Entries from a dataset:
──────────

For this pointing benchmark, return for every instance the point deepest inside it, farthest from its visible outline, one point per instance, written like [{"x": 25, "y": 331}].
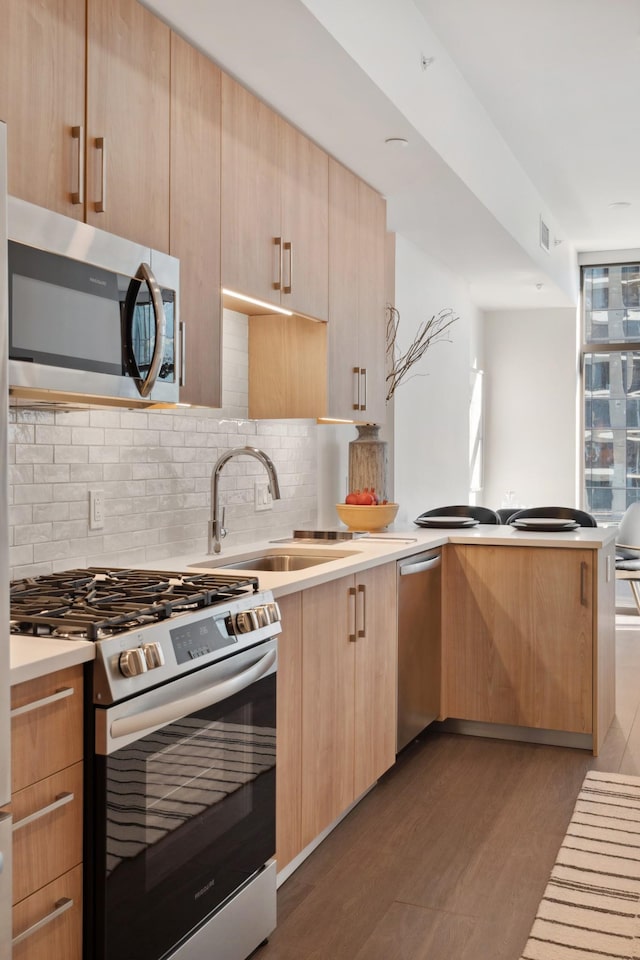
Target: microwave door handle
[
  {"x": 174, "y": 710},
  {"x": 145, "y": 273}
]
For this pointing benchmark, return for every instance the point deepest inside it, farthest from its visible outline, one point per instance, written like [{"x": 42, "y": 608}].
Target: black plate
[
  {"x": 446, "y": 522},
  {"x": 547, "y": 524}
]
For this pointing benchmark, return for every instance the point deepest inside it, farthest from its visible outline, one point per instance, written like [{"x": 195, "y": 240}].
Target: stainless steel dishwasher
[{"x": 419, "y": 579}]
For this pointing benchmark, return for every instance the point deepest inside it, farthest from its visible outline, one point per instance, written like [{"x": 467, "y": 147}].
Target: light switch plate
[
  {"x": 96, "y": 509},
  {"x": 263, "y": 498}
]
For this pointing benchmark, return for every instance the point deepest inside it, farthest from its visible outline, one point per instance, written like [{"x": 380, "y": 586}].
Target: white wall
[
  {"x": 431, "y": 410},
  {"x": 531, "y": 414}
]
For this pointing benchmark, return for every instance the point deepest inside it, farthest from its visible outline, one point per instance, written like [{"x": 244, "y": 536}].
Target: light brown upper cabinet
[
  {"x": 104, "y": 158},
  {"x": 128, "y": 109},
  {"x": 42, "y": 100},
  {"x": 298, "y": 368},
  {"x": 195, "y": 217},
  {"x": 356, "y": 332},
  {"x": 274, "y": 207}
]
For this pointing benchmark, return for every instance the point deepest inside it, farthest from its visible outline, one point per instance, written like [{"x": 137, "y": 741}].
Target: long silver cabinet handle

──────────

List every line in the records above that contains the string "cabinet", matching case exactly.

▶ _Solved exercise_
Target: light brown upper cabinet
Target: long silver cabinet handle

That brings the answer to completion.